*** Document segment ***
Domestic and accessible: The PCB “is a critical component that goes into our devices,” Whitehead continued. “Now, instead of sourcing PCBs from around the U.S., we can produce them ourselves.”

  • The Moscow facility—which only produces the circuit boards for SEL—has increased the company’s supply chain resiliency and sped up its output, Whitehead told us. “Now, in a handful of days after designing a printed circuit board for a product, our engineers are in their labs testing it. It’s a big win for us.”
  • Nearly half of manufacturers in the U.S.—44.9%—cite supply chain hurdles as one of their top business challenges, according to the NAM’s Q2 2023 Manufacturers’ Outlook Survey.

Self-funded and viable: SEL funded 100% of the facility’s construction costs, and it will have paid for itself in two to three years, Whitehead said.

  • “I think that’s really a big deal for not only taxpayers but the local community generally,” he said. State and local governments “can take the funds [they didn’t use on us] and invest” elsewhere.

A good neighbor: The Moscow plant—which features a fume scrubber system that exceeds Environmental Protection Agency standards for volatile organic compounds—also uses a “zero-liquid discharge water treatment system that recycles and reuses all the water used to manufacture the printed circuit boards,” Whitehead said.

  • A comparable factory would use about 90,000 gallons of water each day of production, while SEL uses about 500 to 600 gallons—the equivalent of only a few households’ daily usage, according to Whitehead. Most of that is for worker needs (drinking water and restrooms).
  • The company also reclaims and reuses metals, such as tin, silver and gold, that are used in the production process.
  • “We are very environmentally conscious about how we produce these boards,” Whitehead said. 

What’s next? Since the facility began production, SEL has gotten numerous inquiries from other manufacturers interested in buying the PCBs. The company is likely to oblige them soon.

  • “This is our next opportunity,” Whitehead said of producing boards for other manufacturers. “We love being vertically integrated, building as much as we can close to where we’re going to use the products. … As we get better at it for our own consumption, I can see us expanding it.”
Input Stories

Small Business Administration Relaxes Lending Rules

The Small Business Administration is streamlining its lending process, according to The Wall Street Journal (subscription).
*** End of Document segment ***
*** Material supplied ***
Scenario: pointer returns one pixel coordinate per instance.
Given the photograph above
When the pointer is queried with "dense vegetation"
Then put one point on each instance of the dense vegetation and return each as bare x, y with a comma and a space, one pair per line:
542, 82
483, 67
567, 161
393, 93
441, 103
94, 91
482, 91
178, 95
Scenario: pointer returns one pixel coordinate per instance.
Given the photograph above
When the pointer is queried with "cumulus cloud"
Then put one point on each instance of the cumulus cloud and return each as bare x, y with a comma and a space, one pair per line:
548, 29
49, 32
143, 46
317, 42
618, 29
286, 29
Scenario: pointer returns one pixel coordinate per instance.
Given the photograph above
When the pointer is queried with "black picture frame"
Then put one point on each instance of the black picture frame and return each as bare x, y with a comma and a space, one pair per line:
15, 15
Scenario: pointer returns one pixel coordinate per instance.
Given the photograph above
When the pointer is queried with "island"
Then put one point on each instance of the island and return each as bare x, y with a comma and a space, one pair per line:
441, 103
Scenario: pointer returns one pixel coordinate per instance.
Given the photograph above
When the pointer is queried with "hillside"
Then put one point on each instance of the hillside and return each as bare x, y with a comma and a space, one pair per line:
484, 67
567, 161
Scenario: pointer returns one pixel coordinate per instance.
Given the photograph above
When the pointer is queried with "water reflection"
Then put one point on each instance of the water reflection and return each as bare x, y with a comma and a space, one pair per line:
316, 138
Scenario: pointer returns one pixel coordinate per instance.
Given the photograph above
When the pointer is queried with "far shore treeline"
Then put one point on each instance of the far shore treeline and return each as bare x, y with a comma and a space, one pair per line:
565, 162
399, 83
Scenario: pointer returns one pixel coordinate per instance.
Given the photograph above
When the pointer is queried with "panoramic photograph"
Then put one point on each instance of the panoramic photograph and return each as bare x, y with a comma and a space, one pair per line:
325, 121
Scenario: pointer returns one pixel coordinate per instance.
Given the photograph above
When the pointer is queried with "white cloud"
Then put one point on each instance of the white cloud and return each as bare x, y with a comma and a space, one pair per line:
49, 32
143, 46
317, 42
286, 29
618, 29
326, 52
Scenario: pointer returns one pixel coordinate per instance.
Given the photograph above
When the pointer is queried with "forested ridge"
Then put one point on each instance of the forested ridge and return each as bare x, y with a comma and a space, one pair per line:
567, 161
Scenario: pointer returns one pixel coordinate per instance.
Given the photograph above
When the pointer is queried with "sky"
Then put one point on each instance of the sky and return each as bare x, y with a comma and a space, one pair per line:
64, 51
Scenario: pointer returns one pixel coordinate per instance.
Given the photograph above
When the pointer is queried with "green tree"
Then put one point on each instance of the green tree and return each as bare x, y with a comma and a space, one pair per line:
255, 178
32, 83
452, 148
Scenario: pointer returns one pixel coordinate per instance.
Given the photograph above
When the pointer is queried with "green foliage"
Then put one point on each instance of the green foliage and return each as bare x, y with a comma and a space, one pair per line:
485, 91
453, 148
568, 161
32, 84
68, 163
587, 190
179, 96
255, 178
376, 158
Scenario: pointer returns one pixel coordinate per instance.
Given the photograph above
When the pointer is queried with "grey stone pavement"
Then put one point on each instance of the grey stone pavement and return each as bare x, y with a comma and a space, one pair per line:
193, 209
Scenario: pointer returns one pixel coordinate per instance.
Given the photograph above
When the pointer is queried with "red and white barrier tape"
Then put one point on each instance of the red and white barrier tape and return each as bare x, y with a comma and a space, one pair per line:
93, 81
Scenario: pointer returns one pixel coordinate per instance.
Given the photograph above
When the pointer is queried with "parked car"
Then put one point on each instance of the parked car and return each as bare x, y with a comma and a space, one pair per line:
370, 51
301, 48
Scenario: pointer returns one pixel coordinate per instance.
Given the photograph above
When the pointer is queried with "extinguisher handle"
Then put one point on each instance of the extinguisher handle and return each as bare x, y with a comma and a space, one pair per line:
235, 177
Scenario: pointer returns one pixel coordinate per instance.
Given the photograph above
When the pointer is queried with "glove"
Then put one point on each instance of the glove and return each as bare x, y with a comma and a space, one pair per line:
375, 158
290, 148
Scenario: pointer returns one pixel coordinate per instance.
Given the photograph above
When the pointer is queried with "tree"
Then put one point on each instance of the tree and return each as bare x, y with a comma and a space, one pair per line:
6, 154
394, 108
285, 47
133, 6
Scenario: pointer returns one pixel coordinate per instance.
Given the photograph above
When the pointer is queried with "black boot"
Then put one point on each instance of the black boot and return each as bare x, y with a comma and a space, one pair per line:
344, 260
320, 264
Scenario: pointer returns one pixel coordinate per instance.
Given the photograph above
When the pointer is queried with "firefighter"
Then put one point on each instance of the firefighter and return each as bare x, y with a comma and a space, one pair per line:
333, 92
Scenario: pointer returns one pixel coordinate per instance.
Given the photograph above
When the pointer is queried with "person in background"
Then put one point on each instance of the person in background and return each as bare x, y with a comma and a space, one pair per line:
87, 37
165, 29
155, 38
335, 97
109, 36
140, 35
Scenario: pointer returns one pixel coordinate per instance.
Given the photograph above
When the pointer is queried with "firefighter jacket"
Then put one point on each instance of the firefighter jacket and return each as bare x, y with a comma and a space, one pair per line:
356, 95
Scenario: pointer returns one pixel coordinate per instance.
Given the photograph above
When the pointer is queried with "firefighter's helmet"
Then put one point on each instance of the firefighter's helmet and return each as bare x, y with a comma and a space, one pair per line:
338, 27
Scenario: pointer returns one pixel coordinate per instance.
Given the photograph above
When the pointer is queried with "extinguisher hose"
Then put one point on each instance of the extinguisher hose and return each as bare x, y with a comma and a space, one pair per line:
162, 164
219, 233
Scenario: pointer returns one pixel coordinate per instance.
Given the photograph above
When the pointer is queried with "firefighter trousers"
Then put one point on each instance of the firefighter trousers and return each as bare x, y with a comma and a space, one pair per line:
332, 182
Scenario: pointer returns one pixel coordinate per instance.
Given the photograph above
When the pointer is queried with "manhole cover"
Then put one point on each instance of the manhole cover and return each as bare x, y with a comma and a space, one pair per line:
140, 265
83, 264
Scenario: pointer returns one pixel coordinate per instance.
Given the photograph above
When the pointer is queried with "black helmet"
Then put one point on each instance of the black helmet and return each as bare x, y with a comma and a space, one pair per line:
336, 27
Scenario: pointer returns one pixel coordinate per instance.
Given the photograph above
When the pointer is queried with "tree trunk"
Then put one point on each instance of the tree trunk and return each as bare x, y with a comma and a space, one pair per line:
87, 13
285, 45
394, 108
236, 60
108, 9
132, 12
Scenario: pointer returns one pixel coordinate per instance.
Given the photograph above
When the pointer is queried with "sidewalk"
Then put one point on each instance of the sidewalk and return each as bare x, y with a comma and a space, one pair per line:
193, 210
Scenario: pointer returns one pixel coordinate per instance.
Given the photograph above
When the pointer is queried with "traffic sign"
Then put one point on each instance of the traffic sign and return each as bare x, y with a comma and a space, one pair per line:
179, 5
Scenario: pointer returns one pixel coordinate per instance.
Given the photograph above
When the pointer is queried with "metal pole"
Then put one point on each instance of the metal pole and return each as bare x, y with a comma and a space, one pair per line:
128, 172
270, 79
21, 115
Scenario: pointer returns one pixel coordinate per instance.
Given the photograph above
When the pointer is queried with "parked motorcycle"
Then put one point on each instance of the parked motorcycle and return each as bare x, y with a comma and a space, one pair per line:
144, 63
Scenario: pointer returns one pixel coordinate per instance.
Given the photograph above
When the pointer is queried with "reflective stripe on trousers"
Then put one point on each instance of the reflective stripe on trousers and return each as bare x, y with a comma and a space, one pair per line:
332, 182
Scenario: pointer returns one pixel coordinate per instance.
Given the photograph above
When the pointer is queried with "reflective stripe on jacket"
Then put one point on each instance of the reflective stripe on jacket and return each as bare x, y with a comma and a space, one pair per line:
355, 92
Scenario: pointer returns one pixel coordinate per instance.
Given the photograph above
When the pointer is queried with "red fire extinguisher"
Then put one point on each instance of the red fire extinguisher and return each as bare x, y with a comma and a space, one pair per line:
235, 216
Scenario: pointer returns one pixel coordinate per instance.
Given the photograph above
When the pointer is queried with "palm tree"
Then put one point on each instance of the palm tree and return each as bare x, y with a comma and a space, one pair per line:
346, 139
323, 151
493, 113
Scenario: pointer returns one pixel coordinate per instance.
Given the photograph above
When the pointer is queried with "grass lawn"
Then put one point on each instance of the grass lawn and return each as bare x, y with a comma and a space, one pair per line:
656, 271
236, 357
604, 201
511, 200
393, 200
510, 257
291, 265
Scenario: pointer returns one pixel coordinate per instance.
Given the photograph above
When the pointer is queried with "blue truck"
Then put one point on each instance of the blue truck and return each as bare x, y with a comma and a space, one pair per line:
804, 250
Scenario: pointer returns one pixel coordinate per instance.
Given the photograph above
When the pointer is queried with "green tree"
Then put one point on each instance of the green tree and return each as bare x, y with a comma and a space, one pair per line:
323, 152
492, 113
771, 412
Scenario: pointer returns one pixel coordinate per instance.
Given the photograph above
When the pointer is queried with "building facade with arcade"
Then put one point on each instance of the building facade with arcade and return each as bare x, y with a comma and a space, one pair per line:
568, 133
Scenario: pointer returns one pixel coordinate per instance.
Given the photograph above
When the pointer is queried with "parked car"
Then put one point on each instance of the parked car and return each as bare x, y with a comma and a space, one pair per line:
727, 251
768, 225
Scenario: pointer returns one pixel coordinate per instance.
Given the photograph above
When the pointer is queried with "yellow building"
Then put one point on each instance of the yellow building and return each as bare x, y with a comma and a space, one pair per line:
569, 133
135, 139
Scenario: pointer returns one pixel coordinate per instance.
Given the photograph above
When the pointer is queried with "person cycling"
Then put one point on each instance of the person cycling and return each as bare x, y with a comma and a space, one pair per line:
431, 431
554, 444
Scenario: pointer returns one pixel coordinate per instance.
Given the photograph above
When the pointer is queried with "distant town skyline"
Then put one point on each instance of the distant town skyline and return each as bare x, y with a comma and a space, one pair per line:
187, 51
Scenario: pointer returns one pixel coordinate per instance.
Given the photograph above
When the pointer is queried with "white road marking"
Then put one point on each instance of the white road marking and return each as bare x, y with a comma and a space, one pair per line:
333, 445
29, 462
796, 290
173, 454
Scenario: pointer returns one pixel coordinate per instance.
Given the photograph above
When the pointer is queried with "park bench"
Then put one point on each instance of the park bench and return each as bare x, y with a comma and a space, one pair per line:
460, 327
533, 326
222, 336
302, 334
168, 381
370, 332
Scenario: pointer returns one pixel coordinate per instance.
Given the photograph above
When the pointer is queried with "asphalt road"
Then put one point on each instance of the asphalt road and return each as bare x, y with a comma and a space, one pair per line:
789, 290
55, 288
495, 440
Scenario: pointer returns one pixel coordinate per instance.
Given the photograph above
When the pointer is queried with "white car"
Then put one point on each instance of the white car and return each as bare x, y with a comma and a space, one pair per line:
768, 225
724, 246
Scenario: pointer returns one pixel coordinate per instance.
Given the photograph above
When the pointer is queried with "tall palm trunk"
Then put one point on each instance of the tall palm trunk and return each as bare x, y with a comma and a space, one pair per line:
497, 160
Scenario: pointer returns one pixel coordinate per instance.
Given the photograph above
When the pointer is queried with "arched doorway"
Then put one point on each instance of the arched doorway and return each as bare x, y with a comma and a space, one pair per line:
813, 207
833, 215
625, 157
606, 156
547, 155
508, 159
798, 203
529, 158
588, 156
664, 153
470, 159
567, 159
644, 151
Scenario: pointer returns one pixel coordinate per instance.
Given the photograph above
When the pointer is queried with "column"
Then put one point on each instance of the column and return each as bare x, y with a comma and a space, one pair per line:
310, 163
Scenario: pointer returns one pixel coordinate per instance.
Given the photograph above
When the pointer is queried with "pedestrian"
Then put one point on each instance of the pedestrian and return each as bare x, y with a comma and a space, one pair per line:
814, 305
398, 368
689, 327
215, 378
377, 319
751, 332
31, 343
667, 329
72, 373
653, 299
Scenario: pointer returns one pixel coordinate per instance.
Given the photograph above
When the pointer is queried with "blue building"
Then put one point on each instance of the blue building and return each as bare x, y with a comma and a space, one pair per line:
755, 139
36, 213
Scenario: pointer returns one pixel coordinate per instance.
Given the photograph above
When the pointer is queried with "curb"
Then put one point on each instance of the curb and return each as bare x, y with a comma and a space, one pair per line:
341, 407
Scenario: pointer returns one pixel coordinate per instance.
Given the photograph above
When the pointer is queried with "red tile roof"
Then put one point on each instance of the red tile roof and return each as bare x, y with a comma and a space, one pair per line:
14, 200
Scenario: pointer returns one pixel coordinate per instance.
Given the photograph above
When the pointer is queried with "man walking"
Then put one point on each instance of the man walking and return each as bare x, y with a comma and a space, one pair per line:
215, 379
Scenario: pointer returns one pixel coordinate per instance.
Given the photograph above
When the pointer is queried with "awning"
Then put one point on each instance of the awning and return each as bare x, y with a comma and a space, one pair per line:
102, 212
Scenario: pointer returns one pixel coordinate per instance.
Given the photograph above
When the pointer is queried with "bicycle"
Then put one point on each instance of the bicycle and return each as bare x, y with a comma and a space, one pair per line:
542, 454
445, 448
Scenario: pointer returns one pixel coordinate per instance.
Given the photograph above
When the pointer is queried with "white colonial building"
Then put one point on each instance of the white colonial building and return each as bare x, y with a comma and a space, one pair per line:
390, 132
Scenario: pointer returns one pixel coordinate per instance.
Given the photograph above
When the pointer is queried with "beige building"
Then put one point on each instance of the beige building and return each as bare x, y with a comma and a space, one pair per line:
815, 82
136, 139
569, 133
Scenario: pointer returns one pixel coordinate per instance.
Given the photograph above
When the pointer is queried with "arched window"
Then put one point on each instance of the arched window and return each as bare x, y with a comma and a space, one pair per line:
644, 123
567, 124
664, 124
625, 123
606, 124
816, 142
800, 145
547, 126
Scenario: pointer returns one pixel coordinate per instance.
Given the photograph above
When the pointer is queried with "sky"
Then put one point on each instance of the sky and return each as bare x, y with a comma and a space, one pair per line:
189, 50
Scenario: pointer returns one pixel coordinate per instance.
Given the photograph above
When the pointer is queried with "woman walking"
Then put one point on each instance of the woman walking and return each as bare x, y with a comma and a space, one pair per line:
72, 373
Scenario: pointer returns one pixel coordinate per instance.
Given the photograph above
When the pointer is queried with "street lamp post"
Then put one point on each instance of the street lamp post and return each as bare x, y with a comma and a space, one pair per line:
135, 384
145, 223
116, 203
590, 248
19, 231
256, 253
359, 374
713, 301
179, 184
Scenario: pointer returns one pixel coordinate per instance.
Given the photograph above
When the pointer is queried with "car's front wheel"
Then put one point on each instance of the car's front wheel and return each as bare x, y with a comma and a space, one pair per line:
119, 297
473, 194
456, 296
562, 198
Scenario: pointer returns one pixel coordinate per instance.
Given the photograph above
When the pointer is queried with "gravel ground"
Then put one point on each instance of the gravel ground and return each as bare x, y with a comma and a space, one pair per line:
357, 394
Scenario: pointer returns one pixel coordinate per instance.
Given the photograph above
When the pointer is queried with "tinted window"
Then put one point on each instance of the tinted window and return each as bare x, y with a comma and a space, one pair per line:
*** End of Material supplied ***
**Task directions:** Extend the newsletter text on SEL's circuit board plant and the Small Business Administration's lending rules, starting after its final sentence.

**Answer for the task:**
What’s going on: “The Small Business Administration is simplifying loan requirements, automating more of the process and expanding the pool of nonbank lenders licensed to issue SBA loans. The moves, many of which take effect Aug. 1, will make it easier for financial-technology firms to participate.”

  • The goal: to increase credit extended to small businesses that have typically struggled to get it.

The concern: “[T]he changes—and the decision to couple relaxed requirements with new lenders—have drawn criticism from the industry and members of Congress, who say the revisions could jeopardize the program by increasing loan defaults.”

  • Some worry that without “firm guardrails from the SBA” lenders will make risky loans, resulting in more defaults.
  • Even if defaults don’t increase, loans could get more expensive for borrowers, as lenders will now be able to charge flat fees.

Why it’s important: “The SBA is authorized by Congress to guarantee as much as $34 billion in loans annually through its main lending program” but qualifying for the funds requires adhering to a set of burdensome rules—and that’s led to underutilization of available funds, according to the Journal.  

The changes: “Under the new SBA rules, lenders can use their own standard credit policies to make SBA loans of as much as $500,000 instead of following government guidelines. Lenders are encouraged to check a box to indicate why borrowers can’t get credit elsewhere, a crucial program requirement, instead of providing a detailed written explanation.”

  • Revisions to the loan requirements include reduced or eliminated downpayments for some borrowers.